• _YOUR GOAL_
Write out the entire listing below exactly as it appears, minus any pictures.

• _Point annotation records_
------------------------------------------------

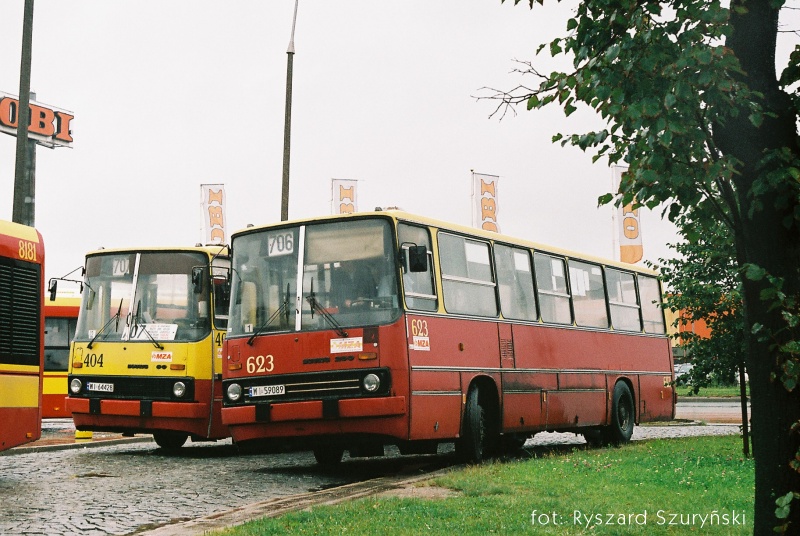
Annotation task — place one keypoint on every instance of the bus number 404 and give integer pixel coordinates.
(93, 360)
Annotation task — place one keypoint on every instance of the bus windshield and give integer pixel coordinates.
(346, 271)
(149, 296)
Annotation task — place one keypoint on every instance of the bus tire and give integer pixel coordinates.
(328, 455)
(170, 439)
(596, 438)
(472, 444)
(620, 428)
(512, 443)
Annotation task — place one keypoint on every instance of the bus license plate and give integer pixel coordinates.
(267, 390)
(101, 387)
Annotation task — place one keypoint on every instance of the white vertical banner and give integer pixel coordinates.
(628, 224)
(485, 207)
(344, 196)
(212, 205)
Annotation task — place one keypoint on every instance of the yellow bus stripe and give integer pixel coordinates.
(19, 391)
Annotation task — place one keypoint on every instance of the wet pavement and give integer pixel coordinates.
(124, 485)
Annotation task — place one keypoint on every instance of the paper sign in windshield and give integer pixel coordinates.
(350, 344)
(158, 332)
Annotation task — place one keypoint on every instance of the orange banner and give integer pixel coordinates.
(485, 207)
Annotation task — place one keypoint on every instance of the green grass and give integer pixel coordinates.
(713, 391)
(640, 486)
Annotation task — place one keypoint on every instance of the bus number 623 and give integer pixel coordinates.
(260, 363)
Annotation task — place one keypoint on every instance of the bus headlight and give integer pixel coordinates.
(371, 383)
(179, 389)
(234, 392)
(75, 386)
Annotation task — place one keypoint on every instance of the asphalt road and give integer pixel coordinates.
(126, 486)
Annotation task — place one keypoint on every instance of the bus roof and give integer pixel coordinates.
(211, 251)
(402, 216)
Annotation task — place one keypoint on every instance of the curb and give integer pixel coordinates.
(33, 448)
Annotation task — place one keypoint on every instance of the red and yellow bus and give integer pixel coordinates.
(21, 320)
(147, 351)
(353, 332)
(60, 320)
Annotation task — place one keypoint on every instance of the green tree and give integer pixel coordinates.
(703, 284)
(693, 104)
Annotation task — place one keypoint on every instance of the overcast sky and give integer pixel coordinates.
(171, 95)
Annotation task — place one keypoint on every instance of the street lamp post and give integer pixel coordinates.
(287, 130)
(24, 195)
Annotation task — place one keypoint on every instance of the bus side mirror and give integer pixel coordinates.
(416, 259)
(52, 286)
(197, 279)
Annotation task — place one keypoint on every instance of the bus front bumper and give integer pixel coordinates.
(315, 410)
(138, 408)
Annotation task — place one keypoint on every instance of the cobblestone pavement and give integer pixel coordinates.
(122, 488)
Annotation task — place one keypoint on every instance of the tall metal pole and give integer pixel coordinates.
(23, 210)
(287, 129)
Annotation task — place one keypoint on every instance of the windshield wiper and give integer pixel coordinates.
(315, 306)
(101, 330)
(284, 308)
(135, 326)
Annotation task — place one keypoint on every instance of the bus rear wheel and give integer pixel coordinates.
(169, 439)
(620, 429)
(471, 446)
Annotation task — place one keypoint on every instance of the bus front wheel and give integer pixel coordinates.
(471, 446)
(328, 455)
(620, 429)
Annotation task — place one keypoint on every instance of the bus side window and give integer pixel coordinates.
(622, 301)
(248, 306)
(551, 285)
(418, 287)
(467, 283)
(588, 294)
(515, 282)
(650, 298)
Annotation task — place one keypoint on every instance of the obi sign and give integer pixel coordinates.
(344, 197)
(212, 202)
(49, 126)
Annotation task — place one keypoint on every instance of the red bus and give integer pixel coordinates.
(354, 332)
(21, 350)
(60, 320)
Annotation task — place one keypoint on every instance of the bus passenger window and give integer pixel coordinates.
(622, 300)
(418, 287)
(467, 282)
(652, 314)
(551, 285)
(588, 294)
(515, 283)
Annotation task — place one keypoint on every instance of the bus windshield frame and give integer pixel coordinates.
(169, 291)
(347, 273)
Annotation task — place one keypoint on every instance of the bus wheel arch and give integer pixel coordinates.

------------------------------------------------

• _WRITTEN ANSWER_
Annotation task — place one keypoint on every instance of the bus number 404 and give integer pixel coordinates.
(93, 360)
Annotation task — place one keypoint on every instance of the bus windshield and give integer pixel coordinates.
(346, 271)
(149, 296)
Annotation task — place one keypoint on every instance of the bus tire and give integer pixel coordinates.
(328, 455)
(170, 439)
(596, 438)
(472, 444)
(620, 428)
(512, 443)
Annotation task — place one keypoint on every instance of the bus license plate and give integer pixel coordinates.
(267, 390)
(101, 387)
Annotation task — place one keypoint on every instance of the white vertical banner and give integer pixel coordinates.
(628, 224)
(485, 207)
(344, 196)
(212, 205)
Annotation task — place one keypoint on every instance of the yellow bus stripe and give integer pixel coordinates.
(19, 391)
Annotation task — place one keypoint on every instance of the wet pavement and give integer pixel coordinates.
(124, 485)
Annotation task — place one keypoint on every instance of the paper sign in windshield and give integer pixel coordinates.
(350, 344)
(158, 332)
Annotation task — place one keypoint on every instance of the orange banner and give integer pixel coordinates.
(485, 207)
Annotation task — place one keypoint on every instance of the green grass and give integer pixel coordinates.
(713, 391)
(640, 486)
Annotation task — place one keypoint on every instance of the bus number 623 and give integer pixel coordinates.
(260, 363)
Annotation task — place one keypoint on every instance of the bus headlight and give integer pixel coordinates.
(371, 383)
(179, 389)
(234, 392)
(75, 386)
Annotation task — place one keypoint on every instance of the asphalt road and give integer pixel coordinates.
(126, 486)
Annotation task — place one keypoint on every instance of the bus roof and give integer pixel coordinates.
(211, 251)
(402, 216)
Annotation task — place one keypoint on every instance of the curb and give integer pixel coordinates.
(33, 448)
Annotation task — place one keypoint on every instance of the red and yellow bus and give integer pixel coordinates.
(21, 320)
(147, 351)
(353, 332)
(60, 320)
Annotation task — place one keypoint on every instance of the green tree and give integer pixel coordinates.
(703, 284)
(693, 104)
Annotation task — place one keypoint on every instance of the overcast sky and give integer pixel coordinates.
(171, 95)
Annotation task — place one keypoint on every instance of the street lamp post and give integer pixel coordinates.
(287, 130)
(24, 195)
Annotation task — place one keypoint on every instance of the bus side mirror and give integer pixel coordinates.
(416, 259)
(52, 286)
(197, 279)
Annotation task — place one keypoint on every instance of the bus front bumper and give integer pixel coordinates.
(315, 410)
(138, 408)
Annotation task — place one keypoint on every instance of the cobblestone pavement and give integer pixel coordinates.
(122, 488)
Annotation task — place one keypoint on every instance of the tall metal pole and give integer pixel coordinates.
(23, 210)
(287, 129)
Annotation task — place one keypoint on every instance of the windshield wiper and give integer pixel coordinates.
(315, 306)
(101, 330)
(284, 308)
(135, 326)
Annotation task — place one keypoint on every instance of the bus rear wheel and give integer pixel coordinates.
(169, 439)
(620, 429)
(471, 446)
Annotation task — place one keypoint on every instance of the bus front wheel and give integer pixel coordinates.
(471, 446)
(328, 455)
(620, 429)
Annotation task — place one keypoint on every instance of the bus side window and give integer pixel coordinates.
(622, 301)
(248, 306)
(551, 285)
(418, 287)
(467, 283)
(588, 294)
(515, 282)
(650, 298)
Annotation task — place one keypoint on every instance of the obi sign and give integer pixel coordinates.
(344, 197)
(212, 202)
(49, 126)
Annotation task — place one keypoint on every instance of the red bus and give integer pixel coordinates.
(354, 332)
(21, 350)
(60, 320)
Annotation task — place one keypoint on every instance of the bus passenger window and give integer pixel coordinates.
(622, 300)
(418, 287)
(467, 282)
(652, 314)
(551, 285)
(588, 294)
(515, 283)
Annotation task — place one keypoint on every instance of the bus windshield frame and give integer pixel coordinates.
(169, 291)
(347, 273)
Annotation task — place one keypoint on every instance of the bus wheel arch and give integer pixel coordinates.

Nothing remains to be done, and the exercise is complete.